Rewrite the part of the listing that opens with the line containing "segment --target blurred" and closes with the line containing "125 152 L 118", replacing "blurred foreground pony" with "out-of-focus foreground pony" and leaving everything else unchanged.

□ □ □ □ □

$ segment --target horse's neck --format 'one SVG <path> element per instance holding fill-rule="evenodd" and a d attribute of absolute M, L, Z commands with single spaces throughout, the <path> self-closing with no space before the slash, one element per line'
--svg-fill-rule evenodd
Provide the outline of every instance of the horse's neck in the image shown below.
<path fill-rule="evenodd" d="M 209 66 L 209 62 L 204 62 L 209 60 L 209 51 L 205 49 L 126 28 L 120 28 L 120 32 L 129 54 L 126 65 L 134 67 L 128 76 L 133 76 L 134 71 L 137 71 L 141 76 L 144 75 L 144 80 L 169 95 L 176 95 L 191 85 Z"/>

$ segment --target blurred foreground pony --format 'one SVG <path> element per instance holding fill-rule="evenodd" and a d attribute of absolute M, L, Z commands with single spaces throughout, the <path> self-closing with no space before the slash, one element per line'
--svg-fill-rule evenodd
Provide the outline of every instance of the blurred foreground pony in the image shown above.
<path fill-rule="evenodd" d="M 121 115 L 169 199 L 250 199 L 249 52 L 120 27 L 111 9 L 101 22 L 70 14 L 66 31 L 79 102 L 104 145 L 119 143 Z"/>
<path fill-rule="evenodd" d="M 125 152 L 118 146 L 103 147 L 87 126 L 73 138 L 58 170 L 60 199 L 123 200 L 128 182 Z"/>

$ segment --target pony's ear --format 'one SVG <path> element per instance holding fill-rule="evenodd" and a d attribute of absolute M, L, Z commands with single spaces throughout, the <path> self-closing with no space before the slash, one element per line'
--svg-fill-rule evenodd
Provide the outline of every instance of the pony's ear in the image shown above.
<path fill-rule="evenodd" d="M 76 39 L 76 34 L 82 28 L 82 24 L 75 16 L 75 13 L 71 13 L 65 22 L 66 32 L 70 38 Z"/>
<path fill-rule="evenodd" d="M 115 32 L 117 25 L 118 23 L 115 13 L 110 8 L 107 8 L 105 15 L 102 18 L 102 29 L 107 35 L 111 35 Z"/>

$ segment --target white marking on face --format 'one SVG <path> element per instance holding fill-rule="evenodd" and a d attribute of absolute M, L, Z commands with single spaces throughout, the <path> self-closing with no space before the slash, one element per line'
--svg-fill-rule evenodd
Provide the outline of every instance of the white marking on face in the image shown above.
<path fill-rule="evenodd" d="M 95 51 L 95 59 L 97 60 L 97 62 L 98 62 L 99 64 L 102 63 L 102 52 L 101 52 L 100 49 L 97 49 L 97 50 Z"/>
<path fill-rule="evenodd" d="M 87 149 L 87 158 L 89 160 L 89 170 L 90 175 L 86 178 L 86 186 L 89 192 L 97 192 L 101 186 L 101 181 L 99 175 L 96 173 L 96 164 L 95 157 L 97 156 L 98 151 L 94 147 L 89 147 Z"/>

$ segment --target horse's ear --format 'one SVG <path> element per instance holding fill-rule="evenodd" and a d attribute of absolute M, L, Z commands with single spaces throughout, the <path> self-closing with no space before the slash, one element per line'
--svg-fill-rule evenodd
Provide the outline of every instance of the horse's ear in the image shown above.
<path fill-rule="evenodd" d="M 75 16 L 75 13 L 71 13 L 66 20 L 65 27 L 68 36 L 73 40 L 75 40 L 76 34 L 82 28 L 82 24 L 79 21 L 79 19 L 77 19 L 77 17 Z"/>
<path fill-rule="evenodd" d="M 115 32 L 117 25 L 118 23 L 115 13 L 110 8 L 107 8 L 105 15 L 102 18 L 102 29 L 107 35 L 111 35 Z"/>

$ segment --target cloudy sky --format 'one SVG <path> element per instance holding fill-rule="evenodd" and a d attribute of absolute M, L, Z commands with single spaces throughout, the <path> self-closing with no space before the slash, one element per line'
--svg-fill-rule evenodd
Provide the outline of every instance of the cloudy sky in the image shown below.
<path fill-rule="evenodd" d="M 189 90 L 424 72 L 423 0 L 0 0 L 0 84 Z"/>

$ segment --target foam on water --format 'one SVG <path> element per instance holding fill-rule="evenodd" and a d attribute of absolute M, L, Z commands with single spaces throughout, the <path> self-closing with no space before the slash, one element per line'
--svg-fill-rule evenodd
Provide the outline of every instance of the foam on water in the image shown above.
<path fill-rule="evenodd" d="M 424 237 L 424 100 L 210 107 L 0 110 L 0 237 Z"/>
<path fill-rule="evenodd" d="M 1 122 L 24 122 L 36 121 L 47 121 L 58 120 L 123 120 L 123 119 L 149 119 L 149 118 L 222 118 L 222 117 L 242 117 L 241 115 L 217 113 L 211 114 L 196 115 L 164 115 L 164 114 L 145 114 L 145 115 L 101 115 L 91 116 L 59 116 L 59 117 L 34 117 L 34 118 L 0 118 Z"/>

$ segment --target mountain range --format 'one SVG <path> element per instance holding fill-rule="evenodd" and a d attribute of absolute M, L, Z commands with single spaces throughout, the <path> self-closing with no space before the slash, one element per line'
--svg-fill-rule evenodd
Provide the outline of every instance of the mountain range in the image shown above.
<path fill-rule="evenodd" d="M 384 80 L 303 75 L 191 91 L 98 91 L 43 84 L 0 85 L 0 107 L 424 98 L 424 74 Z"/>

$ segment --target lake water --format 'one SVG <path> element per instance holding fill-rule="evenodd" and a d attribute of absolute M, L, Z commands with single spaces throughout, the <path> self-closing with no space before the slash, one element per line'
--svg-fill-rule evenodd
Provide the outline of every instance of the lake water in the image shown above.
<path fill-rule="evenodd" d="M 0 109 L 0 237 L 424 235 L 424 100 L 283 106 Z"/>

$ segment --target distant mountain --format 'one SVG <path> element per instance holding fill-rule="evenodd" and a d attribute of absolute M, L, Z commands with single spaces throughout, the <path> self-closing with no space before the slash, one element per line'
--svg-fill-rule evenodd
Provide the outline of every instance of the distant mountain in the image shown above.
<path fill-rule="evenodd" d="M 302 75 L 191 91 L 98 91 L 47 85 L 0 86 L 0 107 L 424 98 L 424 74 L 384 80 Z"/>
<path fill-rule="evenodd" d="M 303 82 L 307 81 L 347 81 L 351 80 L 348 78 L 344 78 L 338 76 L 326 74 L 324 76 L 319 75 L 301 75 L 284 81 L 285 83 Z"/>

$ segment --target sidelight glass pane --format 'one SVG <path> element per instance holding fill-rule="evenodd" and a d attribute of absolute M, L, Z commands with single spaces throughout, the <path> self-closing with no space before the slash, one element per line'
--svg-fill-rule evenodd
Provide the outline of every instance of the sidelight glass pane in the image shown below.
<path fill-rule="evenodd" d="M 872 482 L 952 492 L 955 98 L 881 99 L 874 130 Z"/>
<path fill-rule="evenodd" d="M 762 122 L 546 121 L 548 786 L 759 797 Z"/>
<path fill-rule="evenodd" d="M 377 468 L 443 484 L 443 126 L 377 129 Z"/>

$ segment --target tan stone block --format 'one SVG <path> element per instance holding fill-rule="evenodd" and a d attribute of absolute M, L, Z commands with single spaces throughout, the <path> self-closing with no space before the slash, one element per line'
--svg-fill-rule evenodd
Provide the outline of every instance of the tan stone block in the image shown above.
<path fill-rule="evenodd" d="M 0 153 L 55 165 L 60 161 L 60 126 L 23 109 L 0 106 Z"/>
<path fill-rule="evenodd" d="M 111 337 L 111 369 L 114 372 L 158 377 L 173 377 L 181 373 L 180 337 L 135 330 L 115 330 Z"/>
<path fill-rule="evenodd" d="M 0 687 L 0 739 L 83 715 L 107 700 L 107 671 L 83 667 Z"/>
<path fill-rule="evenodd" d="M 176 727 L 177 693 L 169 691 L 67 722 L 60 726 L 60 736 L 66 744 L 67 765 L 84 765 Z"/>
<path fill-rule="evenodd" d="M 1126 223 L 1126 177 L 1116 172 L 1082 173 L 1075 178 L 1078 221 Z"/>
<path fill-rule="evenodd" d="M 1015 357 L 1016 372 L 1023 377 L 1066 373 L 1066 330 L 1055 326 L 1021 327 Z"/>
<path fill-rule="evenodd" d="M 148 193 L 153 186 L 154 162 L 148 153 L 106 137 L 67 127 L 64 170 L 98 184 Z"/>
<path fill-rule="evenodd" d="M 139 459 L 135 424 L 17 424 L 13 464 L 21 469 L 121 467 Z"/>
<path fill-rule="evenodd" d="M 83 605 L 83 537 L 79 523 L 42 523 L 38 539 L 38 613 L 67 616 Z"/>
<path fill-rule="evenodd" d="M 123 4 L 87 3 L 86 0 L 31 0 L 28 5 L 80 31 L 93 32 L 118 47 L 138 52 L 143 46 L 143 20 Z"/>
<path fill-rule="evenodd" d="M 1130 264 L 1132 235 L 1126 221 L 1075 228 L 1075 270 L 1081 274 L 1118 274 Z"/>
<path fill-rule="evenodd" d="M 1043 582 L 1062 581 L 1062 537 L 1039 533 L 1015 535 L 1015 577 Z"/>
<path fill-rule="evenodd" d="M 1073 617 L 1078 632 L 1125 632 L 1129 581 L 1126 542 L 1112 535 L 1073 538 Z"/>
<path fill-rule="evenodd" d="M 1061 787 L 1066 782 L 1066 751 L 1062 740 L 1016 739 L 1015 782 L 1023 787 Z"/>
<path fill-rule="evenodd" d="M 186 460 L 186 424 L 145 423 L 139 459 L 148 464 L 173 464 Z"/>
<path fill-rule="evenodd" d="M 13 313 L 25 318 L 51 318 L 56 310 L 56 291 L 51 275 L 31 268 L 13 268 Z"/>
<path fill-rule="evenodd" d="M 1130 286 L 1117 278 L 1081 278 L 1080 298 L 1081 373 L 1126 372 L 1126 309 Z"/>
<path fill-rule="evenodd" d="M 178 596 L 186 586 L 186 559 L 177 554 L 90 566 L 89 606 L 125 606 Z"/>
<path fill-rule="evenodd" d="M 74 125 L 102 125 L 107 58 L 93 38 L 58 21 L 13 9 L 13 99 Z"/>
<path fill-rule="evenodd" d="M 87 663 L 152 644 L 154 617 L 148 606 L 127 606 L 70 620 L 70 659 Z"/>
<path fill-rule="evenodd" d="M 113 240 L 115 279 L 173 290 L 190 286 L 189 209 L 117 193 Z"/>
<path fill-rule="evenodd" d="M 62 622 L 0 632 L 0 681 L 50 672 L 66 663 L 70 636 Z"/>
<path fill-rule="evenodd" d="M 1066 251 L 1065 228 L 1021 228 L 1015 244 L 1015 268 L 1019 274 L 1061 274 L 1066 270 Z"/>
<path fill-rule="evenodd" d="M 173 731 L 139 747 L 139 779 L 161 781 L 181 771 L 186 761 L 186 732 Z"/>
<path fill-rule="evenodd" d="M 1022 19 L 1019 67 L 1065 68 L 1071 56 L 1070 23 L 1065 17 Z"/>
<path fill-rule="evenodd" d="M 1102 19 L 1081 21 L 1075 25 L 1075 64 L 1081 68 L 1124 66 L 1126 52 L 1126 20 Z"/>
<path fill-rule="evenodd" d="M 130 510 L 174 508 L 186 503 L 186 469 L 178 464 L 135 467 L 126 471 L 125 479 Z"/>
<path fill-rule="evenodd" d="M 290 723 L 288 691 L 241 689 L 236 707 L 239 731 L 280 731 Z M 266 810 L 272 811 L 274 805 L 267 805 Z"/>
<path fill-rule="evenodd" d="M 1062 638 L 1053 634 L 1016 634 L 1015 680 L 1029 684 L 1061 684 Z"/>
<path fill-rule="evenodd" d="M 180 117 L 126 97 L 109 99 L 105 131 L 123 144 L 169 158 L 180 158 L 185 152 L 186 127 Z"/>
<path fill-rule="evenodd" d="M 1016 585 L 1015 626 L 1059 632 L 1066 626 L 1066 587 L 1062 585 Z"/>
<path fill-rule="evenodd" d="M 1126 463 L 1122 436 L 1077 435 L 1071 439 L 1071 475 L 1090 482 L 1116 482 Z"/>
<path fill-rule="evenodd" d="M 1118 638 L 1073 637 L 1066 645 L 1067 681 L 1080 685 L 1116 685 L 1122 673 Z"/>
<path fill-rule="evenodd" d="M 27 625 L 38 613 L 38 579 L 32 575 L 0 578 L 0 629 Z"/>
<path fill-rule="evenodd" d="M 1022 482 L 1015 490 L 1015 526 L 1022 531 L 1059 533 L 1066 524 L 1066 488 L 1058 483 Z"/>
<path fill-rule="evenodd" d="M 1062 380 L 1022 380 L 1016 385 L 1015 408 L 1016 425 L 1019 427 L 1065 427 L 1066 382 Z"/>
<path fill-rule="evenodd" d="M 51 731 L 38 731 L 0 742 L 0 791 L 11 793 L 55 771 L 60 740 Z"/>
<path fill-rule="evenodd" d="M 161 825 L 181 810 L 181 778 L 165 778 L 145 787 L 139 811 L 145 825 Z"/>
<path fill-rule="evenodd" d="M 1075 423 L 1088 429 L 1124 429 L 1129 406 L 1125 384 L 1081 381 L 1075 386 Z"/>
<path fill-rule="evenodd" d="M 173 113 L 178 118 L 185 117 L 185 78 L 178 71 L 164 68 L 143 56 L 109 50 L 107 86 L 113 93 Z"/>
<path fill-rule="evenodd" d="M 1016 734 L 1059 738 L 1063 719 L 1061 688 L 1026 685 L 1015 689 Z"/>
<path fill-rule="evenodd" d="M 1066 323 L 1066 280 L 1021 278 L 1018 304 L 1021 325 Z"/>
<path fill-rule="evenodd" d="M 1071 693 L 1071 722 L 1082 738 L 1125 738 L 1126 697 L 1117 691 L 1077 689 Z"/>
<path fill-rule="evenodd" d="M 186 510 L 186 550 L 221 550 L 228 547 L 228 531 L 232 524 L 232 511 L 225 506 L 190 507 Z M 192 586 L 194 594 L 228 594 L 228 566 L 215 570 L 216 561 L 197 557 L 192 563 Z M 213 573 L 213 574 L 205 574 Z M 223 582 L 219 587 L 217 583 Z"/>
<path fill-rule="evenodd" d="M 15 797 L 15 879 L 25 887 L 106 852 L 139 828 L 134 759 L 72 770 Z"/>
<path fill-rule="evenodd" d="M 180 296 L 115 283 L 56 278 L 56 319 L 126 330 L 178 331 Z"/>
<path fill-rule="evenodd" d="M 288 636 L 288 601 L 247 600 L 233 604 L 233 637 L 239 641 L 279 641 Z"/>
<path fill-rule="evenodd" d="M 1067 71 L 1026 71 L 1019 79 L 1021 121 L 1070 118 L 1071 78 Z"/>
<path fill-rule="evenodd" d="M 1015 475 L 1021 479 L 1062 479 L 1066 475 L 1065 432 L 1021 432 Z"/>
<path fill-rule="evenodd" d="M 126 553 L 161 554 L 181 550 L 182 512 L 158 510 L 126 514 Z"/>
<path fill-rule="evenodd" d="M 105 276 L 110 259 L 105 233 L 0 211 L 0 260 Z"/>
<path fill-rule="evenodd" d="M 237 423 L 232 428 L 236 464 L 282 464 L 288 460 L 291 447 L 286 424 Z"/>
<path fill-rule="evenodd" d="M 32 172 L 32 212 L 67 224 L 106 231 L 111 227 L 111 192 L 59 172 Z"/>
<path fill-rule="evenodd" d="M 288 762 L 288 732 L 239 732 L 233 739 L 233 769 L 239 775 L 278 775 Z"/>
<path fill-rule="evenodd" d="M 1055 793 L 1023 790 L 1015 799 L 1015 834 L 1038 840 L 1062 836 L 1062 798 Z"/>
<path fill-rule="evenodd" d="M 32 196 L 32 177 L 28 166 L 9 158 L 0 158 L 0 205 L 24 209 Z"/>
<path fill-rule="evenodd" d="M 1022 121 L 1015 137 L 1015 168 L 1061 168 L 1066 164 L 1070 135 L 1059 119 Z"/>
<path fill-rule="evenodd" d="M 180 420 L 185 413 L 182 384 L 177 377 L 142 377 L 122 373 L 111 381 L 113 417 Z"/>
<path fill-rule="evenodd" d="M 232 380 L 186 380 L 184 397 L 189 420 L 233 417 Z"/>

□ □ □ □ □

Output of the exercise —
$ segment --target out-of-focus foreground pony --format 'one SVG <path> element per instance holding fill-rule="evenodd" and a d attribute of absolute M, L, Z commands with single spaces throughout, the <path> self-closing with no space before the slash, one element per line'
--svg-fill-rule evenodd
Provide the outline of every instance of the out-of-focus foreground pony in the image shown above.
<path fill-rule="evenodd" d="M 121 115 L 169 199 L 250 199 L 249 52 L 120 27 L 111 9 L 101 22 L 70 14 L 66 31 L 79 102 L 104 145 L 119 143 Z"/>
<path fill-rule="evenodd" d="M 125 152 L 118 146 L 103 147 L 87 126 L 73 138 L 58 170 L 60 199 L 123 200 L 128 182 Z"/>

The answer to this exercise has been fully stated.